→ REQUIRED ACTION:
Please produce a character-exact copy of the listing that follows, omitting all images.

§

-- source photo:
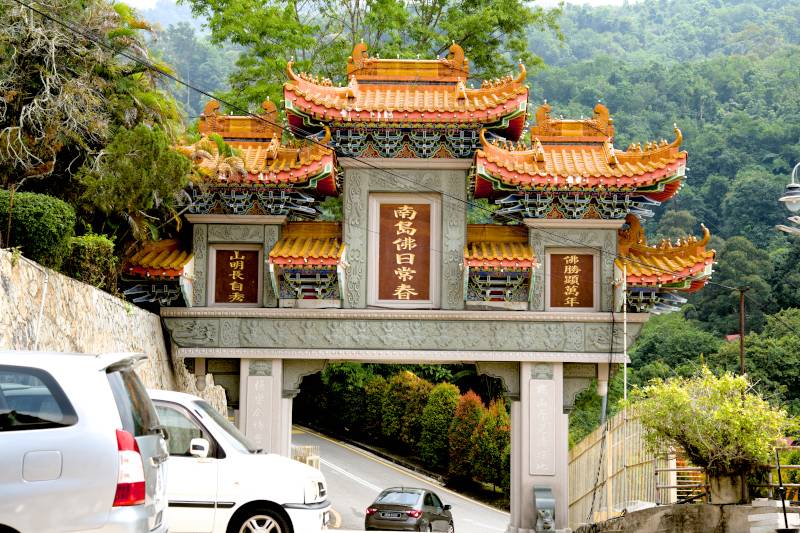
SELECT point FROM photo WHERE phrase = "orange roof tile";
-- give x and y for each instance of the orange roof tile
(498, 246)
(245, 127)
(305, 244)
(580, 164)
(389, 90)
(158, 259)
(268, 163)
(687, 263)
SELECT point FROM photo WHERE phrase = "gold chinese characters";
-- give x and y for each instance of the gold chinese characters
(237, 273)
(404, 244)
(572, 272)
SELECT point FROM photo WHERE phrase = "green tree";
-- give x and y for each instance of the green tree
(374, 396)
(66, 104)
(491, 438)
(405, 399)
(138, 172)
(436, 419)
(468, 415)
(321, 34)
(717, 421)
(345, 384)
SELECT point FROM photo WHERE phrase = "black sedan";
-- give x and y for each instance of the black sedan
(408, 509)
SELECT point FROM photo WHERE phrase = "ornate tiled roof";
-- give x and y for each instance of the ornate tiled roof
(685, 265)
(158, 259)
(407, 92)
(579, 155)
(498, 246)
(308, 244)
(260, 156)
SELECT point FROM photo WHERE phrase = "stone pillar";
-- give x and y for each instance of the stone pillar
(539, 445)
(265, 414)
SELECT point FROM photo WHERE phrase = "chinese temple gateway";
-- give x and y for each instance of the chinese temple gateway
(271, 292)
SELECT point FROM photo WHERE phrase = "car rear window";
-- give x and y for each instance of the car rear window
(135, 408)
(399, 498)
(30, 398)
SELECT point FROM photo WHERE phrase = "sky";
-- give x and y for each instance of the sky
(150, 4)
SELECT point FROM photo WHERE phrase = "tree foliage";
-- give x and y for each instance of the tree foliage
(468, 415)
(71, 109)
(320, 34)
(719, 423)
(436, 419)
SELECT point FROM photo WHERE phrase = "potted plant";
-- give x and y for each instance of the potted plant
(719, 422)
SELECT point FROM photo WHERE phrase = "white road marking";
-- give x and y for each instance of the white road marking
(482, 525)
(351, 476)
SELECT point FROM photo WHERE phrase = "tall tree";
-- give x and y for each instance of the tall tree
(69, 108)
(320, 34)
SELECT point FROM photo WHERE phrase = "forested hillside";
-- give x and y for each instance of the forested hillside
(727, 73)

§

→ ANSWER TO THIS EXERCISE:
-- source photo:
SELECT point FROM photo WHERE phrase = "orange roof tile";
-- give x and y for each instance of the orange roof tile
(498, 246)
(245, 127)
(305, 244)
(580, 164)
(389, 90)
(158, 259)
(268, 163)
(687, 263)
SELECT point FROM photo WHERE phrase = "gold chinese characters";
-- give x and y for each instance of the gold chinese characters
(237, 273)
(404, 244)
(572, 272)
SELECT point FROM photo WHERE phrase = "green tree";
-- give x and y for each instance of the green tree
(374, 396)
(66, 104)
(491, 438)
(405, 399)
(138, 172)
(436, 419)
(468, 415)
(321, 34)
(717, 421)
(345, 384)
SELECT point FROM photo WHERE phrase = "black sedan";
-- give x and y for each instance of the black sedan
(408, 509)
SELECT point FROM photo WHERE phrase = "ornate tiled roof";
-- give x and y for each instance of the ornate tiled roof
(685, 265)
(158, 259)
(407, 92)
(579, 155)
(498, 246)
(308, 244)
(260, 156)
SELECT point FROM photo WHERE phrase = "stone pillar";
-- give x and y for each instance of the stone pillar
(539, 445)
(265, 414)
SELECT point FROM photo WHERE phrase = "chinese temple gateway";
-- give x and y for each instance of the chinese temple gateway
(271, 292)
SELECT point FROM photo WHERE phrase = "car rear window";
-- give x and y for each instance of the car rear window
(135, 408)
(399, 498)
(30, 398)
SELECT point FROM photo WHERE phrase = "sky";
-- give x and y for each instance of the sky
(150, 4)
SELECT point FROM photo WHERE phrase = "tree foliage";
-- give x and y for each instance of the tree foliage
(468, 415)
(71, 109)
(320, 34)
(719, 423)
(436, 419)
SELECT point FROM photo WHERE phrase = "potted plant";
-- give x and y for each instance of the potted plant
(719, 422)
SELECT point FROM photo WHERE phrase = "white road marking";
-- give x and y for each instance of the white road marking
(482, 525)
(351, 476)
SELECT point FROM photo WHERE phrase = "tall tree";
-- give x and y for each instance of the tall tree
(69, 108)
(320, 34)
SELECT point FROM photo WHERE phrase = "forested hillside";
-- give x and y for each instance of the forested hillside
(727, 73)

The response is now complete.